**** EXERCISE TEXT ****

Now is the time truly challenging - will I be able to have integrity, and not to despair. Truly be the sannyasi - well placed/disposed/consecrated as I profess to be? I found my ammachi almost despairing, in spite of having been a woman of very positive dispositions till she became affected by old age accompanied by Parkinson's.  So too I find my aunt who leads a consecrated life, now almost in despair - she used to sympathise with ammachi for her plight.  I hope I will not despair, but rather, take things in their stride, and smile at the world. 

Trying to get the right dispositions as used to be accounted by late beloved Fr Sylvester, my sharp-witted friend Varghese, the apostle of entrepreneurial education, tapped Meta to get the following positive stages in life: 

"Twenties teach, thirties tame,
Forties establish, fifties proclaim.
Sixties shine, seventy sets free,
Seventy-nine calms, ninety contemplates, hundred returns to thee."

Then I decided to go meta Meta, and created the following lines:  

Train at twenty
Tune at thirty
Fight at forty
Fly at fifty
Steady at sixty
Serene at seventy
Easy-take-it at Eighty
Never-say-die at Ninty
Happy-to-go at hundred

With my knees and joints gradually getting affected, and my ability to play as I would like to is getting limited, I look at my life plans sceptically. The simple plan is to live happily and healthy till 100 and then leave the body for the benefit world, and vacate the space. https://prasantamcmi.blogspot.com/2024/09/my-will-not-my-will-but-your-will-be.html

I would like to have the Vedic blessing given to the seeker who prostrates before the wise (the elders): Shatamaanam bhavati shataayu: purusha:…”. I do my version of Suryanamaskar and when I do the step of ashtanga namaskaar, my mantra is: Om Sadguruve nama: - for me, Sadguru being the antaryamin as manifested in Jesus. 

I would like to have the Vedic birthday wishes fulfilled for me:  (Yajurveda 34:24)

तच्चक्षु॑र्दे॒वहि॑तं पु॒रस्ता॑च्छु॒क्रमुच्च॑रत्। पश्ये॑म श॒रदः॑ श॒तं जीवे॑म श॒रदः॑ श॒तꣳ शृणु॑याम श॒रदः॑ श॒तं प्र ब्र॑वाम श॒रदः॑ श॒तमदी॑नाः स्याम श॒रदः॑ श॒तं भूय॑श्च श॒रदः॑ श॒तात् ॥२४ ॥

Tattchakshurdevahitam purastaatcchukramuchcharat

Pashyema sharada:shatam jivema sharada: shatam

Shrunuyaama sharada: shatam prabravama sharada: shatam

Adinaa: syaama sharada: shatatm bhooyashca sharada: shataa||

May you see a hundred years, may you live (fully) a hundred years 

May you hear (good things) a hundred years, may you speak for a hundred years. 

May you remain healthy (free of illness) for a hundred years.  And you be there (with all these faculties in place) beyond a hundred years!!

**** DATA EXTRACTS ****

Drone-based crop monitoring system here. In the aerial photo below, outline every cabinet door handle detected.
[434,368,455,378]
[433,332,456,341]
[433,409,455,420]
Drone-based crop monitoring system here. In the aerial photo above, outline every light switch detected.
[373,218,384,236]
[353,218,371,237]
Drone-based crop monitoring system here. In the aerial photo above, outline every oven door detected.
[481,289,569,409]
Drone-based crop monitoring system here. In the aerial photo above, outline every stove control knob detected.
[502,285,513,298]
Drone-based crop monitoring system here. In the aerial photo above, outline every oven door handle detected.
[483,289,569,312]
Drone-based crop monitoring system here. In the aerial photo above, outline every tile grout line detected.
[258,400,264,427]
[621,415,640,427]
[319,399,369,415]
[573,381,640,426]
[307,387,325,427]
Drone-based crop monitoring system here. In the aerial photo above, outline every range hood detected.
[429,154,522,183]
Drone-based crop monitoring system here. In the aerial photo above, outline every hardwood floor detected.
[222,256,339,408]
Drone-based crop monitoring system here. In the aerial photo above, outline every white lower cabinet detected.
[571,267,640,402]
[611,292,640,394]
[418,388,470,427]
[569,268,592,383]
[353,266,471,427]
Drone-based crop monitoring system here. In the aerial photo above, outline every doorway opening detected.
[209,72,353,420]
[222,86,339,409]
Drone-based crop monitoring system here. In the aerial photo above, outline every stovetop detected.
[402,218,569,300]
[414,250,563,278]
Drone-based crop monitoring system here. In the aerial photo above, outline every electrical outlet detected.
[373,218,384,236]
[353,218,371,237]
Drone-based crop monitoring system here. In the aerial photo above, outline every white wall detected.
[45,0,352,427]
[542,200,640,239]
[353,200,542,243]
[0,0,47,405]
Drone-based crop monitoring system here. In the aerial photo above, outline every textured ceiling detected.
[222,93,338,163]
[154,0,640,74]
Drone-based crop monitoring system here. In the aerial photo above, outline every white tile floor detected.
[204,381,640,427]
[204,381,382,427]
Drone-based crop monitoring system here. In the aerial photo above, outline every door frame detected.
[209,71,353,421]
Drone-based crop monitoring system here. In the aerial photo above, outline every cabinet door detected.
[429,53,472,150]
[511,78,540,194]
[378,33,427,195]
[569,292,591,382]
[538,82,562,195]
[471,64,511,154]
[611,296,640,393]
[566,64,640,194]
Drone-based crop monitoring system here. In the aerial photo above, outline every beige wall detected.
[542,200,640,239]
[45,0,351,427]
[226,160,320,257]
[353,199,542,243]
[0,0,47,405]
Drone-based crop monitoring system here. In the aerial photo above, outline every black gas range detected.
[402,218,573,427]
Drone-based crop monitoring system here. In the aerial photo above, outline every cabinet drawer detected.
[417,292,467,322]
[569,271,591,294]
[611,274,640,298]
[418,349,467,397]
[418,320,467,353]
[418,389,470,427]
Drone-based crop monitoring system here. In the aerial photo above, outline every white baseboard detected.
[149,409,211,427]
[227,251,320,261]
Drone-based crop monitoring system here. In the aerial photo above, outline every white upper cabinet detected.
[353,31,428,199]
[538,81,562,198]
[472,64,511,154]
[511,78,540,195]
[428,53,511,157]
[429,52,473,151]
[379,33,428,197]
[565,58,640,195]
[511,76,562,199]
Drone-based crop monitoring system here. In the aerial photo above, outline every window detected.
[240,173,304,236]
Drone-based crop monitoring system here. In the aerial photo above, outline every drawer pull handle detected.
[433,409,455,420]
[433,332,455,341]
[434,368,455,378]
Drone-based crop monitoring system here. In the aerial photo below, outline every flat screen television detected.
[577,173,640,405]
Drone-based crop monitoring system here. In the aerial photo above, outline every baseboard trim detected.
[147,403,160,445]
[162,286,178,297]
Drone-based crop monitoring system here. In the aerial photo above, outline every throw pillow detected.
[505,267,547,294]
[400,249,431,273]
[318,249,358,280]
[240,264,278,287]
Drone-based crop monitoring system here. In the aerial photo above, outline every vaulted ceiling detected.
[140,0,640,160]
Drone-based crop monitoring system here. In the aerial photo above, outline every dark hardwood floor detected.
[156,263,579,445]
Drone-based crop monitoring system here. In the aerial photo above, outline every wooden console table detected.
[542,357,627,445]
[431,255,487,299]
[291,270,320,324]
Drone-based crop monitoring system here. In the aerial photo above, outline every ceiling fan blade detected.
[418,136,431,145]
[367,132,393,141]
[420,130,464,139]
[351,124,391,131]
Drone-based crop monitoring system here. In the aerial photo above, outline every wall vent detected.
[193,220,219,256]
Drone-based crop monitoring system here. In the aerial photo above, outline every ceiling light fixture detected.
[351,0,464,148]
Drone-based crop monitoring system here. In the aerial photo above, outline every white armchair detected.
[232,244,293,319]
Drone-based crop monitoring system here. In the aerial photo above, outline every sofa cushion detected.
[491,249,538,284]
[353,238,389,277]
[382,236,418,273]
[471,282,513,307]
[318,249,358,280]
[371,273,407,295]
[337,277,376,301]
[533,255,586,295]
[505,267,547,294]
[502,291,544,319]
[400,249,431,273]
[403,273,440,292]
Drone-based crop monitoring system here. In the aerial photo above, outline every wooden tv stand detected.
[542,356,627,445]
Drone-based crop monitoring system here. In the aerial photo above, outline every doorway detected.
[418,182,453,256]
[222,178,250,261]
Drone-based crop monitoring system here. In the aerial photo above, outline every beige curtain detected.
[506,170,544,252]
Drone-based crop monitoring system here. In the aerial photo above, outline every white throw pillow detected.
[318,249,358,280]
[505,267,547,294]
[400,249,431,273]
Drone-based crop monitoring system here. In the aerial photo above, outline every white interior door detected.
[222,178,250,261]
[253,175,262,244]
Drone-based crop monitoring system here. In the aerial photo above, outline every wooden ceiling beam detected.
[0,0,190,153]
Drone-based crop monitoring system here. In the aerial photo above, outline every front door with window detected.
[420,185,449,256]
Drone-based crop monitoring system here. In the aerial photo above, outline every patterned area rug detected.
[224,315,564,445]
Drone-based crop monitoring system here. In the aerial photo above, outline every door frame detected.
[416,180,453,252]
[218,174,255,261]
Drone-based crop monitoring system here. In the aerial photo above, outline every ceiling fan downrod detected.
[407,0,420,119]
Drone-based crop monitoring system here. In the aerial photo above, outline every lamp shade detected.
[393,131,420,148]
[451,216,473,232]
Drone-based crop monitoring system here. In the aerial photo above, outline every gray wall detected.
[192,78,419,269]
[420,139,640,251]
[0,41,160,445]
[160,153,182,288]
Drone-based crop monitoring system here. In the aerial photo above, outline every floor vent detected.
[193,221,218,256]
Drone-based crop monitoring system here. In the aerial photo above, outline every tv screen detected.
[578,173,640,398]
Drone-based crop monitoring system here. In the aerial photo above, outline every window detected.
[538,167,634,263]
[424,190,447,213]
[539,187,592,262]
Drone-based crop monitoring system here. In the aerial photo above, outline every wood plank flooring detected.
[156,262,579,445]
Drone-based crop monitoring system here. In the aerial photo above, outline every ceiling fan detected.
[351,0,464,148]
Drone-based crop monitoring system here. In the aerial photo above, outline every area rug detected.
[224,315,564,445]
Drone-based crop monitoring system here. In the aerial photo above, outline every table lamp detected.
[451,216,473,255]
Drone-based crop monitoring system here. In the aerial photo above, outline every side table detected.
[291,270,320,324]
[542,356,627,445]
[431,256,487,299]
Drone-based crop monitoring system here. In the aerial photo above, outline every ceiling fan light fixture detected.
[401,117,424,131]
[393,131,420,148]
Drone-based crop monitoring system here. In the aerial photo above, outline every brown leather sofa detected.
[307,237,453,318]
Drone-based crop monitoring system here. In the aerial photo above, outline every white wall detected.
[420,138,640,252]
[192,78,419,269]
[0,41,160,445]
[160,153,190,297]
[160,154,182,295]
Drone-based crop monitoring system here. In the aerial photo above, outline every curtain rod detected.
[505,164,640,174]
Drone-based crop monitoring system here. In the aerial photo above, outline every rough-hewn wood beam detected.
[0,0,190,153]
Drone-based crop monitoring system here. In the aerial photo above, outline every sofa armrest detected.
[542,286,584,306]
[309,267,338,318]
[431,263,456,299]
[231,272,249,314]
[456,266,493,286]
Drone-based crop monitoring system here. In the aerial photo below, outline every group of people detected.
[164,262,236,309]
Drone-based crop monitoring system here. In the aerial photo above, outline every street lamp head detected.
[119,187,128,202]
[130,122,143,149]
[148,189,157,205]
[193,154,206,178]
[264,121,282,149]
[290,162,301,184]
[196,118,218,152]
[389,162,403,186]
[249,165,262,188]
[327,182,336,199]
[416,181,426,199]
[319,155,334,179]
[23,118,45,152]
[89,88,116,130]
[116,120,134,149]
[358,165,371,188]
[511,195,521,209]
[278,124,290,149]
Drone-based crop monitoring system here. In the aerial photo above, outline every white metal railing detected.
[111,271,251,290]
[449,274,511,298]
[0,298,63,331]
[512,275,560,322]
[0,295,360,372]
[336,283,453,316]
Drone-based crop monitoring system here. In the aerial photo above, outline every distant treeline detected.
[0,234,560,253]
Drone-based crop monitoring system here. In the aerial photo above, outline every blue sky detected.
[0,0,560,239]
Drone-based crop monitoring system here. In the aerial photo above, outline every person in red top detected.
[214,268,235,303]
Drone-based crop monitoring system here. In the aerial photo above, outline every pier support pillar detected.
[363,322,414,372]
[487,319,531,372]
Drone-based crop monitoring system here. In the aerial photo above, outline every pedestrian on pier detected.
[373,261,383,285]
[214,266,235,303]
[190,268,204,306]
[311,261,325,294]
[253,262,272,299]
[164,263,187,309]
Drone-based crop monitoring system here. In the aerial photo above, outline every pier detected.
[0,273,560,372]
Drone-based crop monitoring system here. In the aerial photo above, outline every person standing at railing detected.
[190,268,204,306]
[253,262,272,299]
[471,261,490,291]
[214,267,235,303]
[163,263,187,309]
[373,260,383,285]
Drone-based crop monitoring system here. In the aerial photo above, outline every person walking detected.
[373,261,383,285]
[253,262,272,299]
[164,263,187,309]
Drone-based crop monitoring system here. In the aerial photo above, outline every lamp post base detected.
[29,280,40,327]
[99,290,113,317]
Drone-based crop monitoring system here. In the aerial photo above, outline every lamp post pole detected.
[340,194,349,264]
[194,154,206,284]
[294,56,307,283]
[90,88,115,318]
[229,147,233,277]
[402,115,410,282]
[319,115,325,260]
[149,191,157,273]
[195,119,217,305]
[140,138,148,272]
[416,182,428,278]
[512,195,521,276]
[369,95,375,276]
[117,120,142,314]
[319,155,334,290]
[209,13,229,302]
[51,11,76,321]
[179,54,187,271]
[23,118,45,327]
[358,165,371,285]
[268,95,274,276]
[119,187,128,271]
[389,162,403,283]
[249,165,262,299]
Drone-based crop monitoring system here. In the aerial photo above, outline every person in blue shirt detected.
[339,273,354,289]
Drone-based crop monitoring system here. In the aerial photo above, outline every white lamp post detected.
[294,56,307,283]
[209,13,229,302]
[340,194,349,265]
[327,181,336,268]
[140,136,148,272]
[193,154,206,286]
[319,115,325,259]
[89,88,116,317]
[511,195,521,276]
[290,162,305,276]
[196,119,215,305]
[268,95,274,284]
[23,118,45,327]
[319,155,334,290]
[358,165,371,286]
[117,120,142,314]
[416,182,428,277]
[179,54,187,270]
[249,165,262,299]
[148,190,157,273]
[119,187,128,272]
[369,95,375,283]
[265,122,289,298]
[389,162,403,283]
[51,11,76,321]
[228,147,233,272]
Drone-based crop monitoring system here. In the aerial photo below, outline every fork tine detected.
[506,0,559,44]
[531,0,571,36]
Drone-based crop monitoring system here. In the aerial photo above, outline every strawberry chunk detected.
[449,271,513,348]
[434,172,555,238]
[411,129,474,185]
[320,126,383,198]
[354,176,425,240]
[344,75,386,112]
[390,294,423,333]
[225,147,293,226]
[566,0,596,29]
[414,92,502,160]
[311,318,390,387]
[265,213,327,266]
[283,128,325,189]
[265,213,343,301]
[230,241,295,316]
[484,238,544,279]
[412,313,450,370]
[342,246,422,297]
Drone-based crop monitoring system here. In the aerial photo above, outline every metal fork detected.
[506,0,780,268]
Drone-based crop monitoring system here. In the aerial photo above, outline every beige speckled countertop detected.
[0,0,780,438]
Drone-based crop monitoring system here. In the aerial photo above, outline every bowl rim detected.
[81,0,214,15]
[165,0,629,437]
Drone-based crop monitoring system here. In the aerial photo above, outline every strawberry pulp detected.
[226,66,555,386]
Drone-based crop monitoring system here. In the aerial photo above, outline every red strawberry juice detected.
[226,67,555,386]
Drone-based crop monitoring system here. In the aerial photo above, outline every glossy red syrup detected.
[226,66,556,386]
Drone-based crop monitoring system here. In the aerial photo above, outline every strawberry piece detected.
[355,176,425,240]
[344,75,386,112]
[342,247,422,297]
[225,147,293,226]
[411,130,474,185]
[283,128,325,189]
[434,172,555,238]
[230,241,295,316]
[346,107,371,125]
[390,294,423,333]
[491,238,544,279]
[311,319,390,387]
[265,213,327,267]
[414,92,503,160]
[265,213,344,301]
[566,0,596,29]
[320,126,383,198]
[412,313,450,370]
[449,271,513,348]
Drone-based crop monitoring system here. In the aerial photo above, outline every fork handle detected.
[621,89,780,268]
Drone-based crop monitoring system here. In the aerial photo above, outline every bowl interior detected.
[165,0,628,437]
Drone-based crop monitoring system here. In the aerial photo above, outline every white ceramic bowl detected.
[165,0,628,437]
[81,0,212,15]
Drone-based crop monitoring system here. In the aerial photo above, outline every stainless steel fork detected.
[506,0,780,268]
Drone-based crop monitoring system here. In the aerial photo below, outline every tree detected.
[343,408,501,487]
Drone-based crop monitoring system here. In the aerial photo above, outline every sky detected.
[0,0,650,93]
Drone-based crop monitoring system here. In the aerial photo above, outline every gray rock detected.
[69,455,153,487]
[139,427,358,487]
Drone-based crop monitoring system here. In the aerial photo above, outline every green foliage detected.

****

WORK ITEM: In the reflection on aging, why does the writer look at life plans sceptically? Answer in one to three sentences.

TASK RESPONSE: The writer's knees and joints are gradually being affected. The writer's ability to play as they would like is becoming limited.